Pointing dataset excerpts:
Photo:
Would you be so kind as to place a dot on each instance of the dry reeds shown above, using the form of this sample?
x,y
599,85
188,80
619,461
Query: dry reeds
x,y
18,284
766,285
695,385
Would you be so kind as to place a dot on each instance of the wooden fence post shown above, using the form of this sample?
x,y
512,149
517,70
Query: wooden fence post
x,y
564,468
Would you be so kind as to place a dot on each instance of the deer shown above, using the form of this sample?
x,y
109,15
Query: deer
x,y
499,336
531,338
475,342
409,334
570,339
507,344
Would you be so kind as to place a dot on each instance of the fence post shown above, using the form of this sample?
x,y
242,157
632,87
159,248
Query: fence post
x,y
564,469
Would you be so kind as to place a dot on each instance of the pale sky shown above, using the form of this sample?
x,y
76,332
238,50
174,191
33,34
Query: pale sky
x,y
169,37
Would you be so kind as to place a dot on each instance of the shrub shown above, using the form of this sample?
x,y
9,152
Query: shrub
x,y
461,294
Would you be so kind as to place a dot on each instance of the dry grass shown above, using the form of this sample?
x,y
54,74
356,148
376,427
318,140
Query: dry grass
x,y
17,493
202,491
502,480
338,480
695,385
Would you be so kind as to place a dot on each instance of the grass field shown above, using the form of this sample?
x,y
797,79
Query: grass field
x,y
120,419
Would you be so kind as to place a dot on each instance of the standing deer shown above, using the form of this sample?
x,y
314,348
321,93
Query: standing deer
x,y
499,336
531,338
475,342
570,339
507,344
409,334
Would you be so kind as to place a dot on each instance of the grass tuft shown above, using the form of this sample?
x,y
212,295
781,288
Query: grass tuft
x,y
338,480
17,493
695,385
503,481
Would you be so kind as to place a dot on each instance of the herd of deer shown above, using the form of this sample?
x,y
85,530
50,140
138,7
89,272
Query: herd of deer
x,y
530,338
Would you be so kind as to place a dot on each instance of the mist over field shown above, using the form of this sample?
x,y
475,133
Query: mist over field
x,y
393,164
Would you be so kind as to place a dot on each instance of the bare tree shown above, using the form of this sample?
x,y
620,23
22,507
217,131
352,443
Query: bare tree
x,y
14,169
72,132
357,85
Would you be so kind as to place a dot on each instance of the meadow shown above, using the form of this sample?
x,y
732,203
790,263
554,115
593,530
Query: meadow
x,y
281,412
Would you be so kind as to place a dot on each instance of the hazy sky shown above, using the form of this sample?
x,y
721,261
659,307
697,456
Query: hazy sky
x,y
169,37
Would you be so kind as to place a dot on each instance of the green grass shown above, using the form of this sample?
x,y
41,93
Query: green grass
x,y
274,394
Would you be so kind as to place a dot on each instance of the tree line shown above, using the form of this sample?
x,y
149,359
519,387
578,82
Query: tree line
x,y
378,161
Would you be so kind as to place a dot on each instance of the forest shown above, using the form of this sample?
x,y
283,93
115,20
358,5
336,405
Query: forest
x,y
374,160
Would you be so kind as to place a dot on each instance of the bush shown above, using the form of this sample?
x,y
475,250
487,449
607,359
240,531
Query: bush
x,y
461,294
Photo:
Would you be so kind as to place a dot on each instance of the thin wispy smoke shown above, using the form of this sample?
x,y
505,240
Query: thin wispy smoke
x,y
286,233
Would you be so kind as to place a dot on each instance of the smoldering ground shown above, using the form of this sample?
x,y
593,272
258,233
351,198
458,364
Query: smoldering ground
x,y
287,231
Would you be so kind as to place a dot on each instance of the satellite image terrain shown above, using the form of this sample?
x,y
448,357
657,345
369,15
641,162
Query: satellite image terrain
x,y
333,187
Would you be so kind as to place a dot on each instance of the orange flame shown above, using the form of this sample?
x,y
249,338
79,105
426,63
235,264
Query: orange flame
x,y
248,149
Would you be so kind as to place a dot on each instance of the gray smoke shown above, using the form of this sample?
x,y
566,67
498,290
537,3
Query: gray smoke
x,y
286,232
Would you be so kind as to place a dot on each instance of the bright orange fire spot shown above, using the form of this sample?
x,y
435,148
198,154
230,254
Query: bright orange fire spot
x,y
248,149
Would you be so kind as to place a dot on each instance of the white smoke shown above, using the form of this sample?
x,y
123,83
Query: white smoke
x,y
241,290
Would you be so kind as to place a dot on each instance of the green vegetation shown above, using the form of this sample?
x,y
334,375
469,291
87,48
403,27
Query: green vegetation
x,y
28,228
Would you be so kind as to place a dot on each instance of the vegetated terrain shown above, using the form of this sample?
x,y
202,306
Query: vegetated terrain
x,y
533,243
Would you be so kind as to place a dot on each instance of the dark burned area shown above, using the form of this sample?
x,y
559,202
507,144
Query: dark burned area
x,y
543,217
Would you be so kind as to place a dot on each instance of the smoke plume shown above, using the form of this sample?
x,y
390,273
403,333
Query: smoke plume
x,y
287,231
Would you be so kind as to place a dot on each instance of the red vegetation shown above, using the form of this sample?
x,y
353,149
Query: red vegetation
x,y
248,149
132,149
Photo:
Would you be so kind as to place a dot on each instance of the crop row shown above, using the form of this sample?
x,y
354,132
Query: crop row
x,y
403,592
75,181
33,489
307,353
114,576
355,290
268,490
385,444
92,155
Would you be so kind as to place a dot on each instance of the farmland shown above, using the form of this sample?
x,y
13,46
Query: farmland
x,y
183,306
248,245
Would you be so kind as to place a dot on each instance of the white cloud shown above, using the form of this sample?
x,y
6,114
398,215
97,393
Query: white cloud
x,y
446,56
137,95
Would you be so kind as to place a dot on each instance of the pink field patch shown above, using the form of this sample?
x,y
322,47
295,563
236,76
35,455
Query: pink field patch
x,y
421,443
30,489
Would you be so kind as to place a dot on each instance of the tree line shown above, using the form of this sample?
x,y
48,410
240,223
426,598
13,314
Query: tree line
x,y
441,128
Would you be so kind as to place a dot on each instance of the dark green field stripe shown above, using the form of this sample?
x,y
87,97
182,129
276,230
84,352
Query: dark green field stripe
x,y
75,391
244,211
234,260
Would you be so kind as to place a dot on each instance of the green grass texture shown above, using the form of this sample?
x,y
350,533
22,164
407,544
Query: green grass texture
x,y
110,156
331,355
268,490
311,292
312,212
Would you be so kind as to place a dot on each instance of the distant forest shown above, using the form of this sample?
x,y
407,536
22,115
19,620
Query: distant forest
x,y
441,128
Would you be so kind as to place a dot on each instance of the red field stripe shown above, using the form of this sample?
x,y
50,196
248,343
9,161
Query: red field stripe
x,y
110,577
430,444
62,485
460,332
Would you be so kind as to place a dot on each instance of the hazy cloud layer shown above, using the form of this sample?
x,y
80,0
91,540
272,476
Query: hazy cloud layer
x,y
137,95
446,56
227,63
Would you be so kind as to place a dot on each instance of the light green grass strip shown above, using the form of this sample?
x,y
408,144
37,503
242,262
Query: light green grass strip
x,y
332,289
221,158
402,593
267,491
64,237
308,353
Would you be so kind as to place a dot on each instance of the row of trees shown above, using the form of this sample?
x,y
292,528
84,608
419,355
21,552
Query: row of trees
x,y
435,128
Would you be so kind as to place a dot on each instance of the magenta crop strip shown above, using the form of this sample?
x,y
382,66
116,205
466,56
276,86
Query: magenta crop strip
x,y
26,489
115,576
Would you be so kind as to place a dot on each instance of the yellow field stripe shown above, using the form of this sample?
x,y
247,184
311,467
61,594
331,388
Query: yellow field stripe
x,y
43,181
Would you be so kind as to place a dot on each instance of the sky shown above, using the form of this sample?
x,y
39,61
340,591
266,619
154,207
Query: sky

» DIRECTIVE: Every line above should be written out again exactly as it stands.

» RESPONSE TO THIS TASK:
Photo:
Would you be so kind as to place a dot on each instance of the dry reeds shown above, using the form of this sample?
x,y
599,85
188,80
619,461
Query: dry reeds
x,y
18,284
766,285
695,385
Would you be so kind as to place a dot on each instance of the wooden fence post shown above, using the form of this sample?
x,y
512,149
517,70
Query: wooden fence post
x,y
564,468
Would you be so kind as to place a dot on each instance of the deer shown above, using the form of this sample?
x,y
109,15
Query: deer
x,y
499,336
531,338
475,342
409,334
570,339
507,344
Would you be so kind as to place a dot on each instance of the fence post shown above, using the form of this sample?
x,y
242,157
632,87
159,248
Query: fence post
x,y
564,469
Would you be so kind as to place a dot on each instance of the pale sky shown above, using the form of this sample?
x,y
76,332
238,50
174,191
33,34
Query: pale sky
x,y
169,37
Would you be so kind as to place a dot on each instance of the shrub shown above, using the form of this sample?
x,y
9,152
Query: shrub
x,y
461,294
Would you be so kind as to place a dot on each instance of the dry grass shown above, using the form of this sample?
x,y
54,74
356,148
376,427
318,140
Query: dry grass
x,y
17,493
202,491
502,480
338,480
695,385
Would you be so kind as to place a dot on each instance of the grass field shown above, using the form of this sample?
x,y
797,79
Query: grass field
x,y
120,419
Would you be so kind as to place a dot on each instance of the standing deer shown above, using the form of this sample?
x,y
314,348
321,93
Query: standing deer
x,y
499,336
531,338
475,342
570,339
507,344
409,334
Would you be so kind as to place a dot on each instance of the grass tuft shown above, using the form of this sample?
x,y
212,295
781,288
Query: grass tuft
x,y
338,480
17,493
695,385
503,481
Would you be so kind as to place a dot on each instance of the herd of deer shown above, using the form of this sample?
x,y
85,530
50,140
138,7
89,272
Query: herd of deer
x,y
530,338
Would you be so kind as to place a dot on each instance of the mist over field shown above, using the form of this sample?
x,y
475,133
Query: mist over field
x,y
393,164
Would you be so kind as to place a dot on each instance of the bare tree shown above, using the form of this sample?
x,y
620,23
22,507
217,131
352,443
Query: bare tree
x,y
14,169
72,132
357,85
Would you be so kind as to place a dot on each instance of the meadow shown above, using the form of this sample?
x,y
732,203
790,263
554,115
593,530
Query: meadow
x,y
281,412
Would you be so kind as to place a dot on each instance of the hazy sky shown above, using the form of this sample?
x,y
721,261
659,307
697,456
Query: hazy sky
x,y
169,37
Would you be so kind as to place a dot on each instance of the green grass shown above, using the form of this sample?
x,y
41,93
Query: green grass
x,y
274,394
Would you be so kind as to place a dot on each instance of the tree line shown above, using the form of this sample?
x,y
149,359
519,387
578,82
Query: tree line
x,y
378,161
Would you be so kind as to place a dot on each instance of the forest shown above, using the form of this sample?
x,y
283,93
115,20
358,5
336,405
Query: forest
x,y
374,160
Would you be so kind as to place a dot on each instance of the bush shown above, using the form of this sample?
x,y
475,250
487,449
607,359
240,531
Query: bush
x,y
461,294
Photo:
Would you be so kind as to place a dot on each instance of the thin wispy smoke shown above, using the form of this sample?
x,y
505,240
Query: thin wispy smoke
x,y
286,233
Would you be so kind as to place a dot on each instance of the smoldering ground shown above, using the form of this sample?
x,y
593,272
258,233
351,198
458,364
Query: smoldering ground
x,y
287,231
Would you be so kind as to place a dot on each instance of the satellite image terrain shown above, using the form of this sample?
x,y
448,357
657,345
369,15
641,162
Query: satellite image terrain
x,y
333,187
Would you be so kind as to place a dot on each instance of the orange flame shown above, using the form of this sample?
x,y
249,338
79,105
426,63
235,264
Query: orange flame
x,y
248,149
Would you be so kind as to place a dot on each instance of the gray smoke shown above, using the form of this sample?
x,y
566,67
498,290
537,3
Query: gray smoke
x,y
286,232
Would you be so kind as to place a dot on each instance of the bright orange fire spot shown above, using the form of this sample?
x,y
435,148
198,154
230,254
Query: bright orange fire spot
x,y
248,149
Would you be so kind as to place a dot on each instance of the white smoke shown above, using the form of this sample?
x,y
123,83
Query: white smoke
x,y
241,290
Would you be so kind as to place a dot on each instance of the green vegetation shown above, using the form of this sample?
x,y
334,375
469,291
87,48
403,27
Query: green vegetation
x,y
28,228
Would you be so kind as to place a dot on each instance of the vegetated terrain shown above, using the form of this sample?
x,y
202,306
Query: vegetated terrain
x,y
533,243
Would you be so kind as to place a dot on each instance of the dark burned area shown above, using the form of this sample?
x,y
559,202
507,144
Query: dark burned area
x,y
543,217
Would you be so kind as to place a dot on each instance of the smoke plume shown above, using the form of this sample?
x,y
390,273
403,333
Query: smoke plume
x,y
287,231
Would you be so kind as to place a dot on each instance of the red vegetation shown above, using the form of this sample?
x,y
353,149
Query: red vegetation
x,y
248,149
132,149
Photo:
Would you be so kind as to place a dot on each instance of the crop row shown above, using the form of this sample?
x,y
354,132
Query: crop row
x,y
403,592
75,181
33,489
307,353
114,576
355,290
268,490
385,444
92,155
Would you be so kind as to place a dot on each instance of the farmland shown above, using the form of this sample?
x,y
13,46
Query: farmland
x,y
183,306
248,245
Would you be so kind as to place a dot on each instance of the white cloud shown above, using the form of this sample?
x,y
6,114
398,215
97,393
Query: white cloud
x,y
446,56
137,95
Would you be so kind as to place a dot on each instance of the pink field patch shown above, using the form of this sample?
x,y
322,47
295,563
236,76
35,455
Query: pink field patch
x,y
421,443
30,489
Would you be so kind as to place a dot on each instance of the tree line shown above, using the form of this sample?
x,y
48,410
240,223
426,598
13,314
Query: tree line
x,y
441,128
Would you be so kind as to place a dot on each instance of the dark green field stripe shown above, using the form of this sample?
x,y
87,97
182,129
276,230
84,352
Query: dark green field stripe
x,y
75,391
244,211
234,260
Would you be so kind as to place a dot on each instance of the green grass texture shown above, using the form of this sample?
x,y
350,533
22,164
407,544
Query: green grass texture
x,y
110,156
331,355
268,490
311,292
312,212
Would you be so kind as to place a dot on each instance of the distant forest shown above, using the form of this sample?
x,y
407,536
22,115
19,620
Query: distant forest
x,y
441,128
Would you be so kind as to place a dot on each instance of the red field stripe shown above, using the form of this sample?
x,y
50,196
248,343
9,161
Query: red field stripe
x,y
110,577
430,444
62,485
460,332
Would you be so kind as to place a dot on each instance of the hazy cloud layer shown above, using the form of this sample?
x,y
80,0
91,540
272,476
Query: hazy cloud layer
x,y
137,95
446,56
227,63
Would you be so kind as to place a dot on each instance of the light green grass strip shown above, using the form of this sample?
x,y
408,144
37,503
242,262
Query: light green grass strip
x,y
332,289
221,158
402,593
267,491
64,237
308,353
Would you be so kind as to place a dot on each instance of the row of trees shown above, using the form of this sample?
x,y
292,528
84,608
419,355
21,552
Query: row of trees
x,y
435,128
Would you be so kind as to place a dot on each instance of the magenta crop strip shown above, using the form of this sample?
x,y
382,66
116,205
466,56
276,86
Query: magenta crop strip
x,y
26,489
115,576
Would you be so kind as to place a dot on each instance of the yellow field stripe shown above, using the form of this sample?
x,y
247,184
311,467
61,594
331,388
Query: yellow field stripe
x,y
43,181
Would you be so kind as to place a dot on each instance of the sky shown above, using the form of this sample?
x,y
39,61
340,591
266,619
154,207
Query: sky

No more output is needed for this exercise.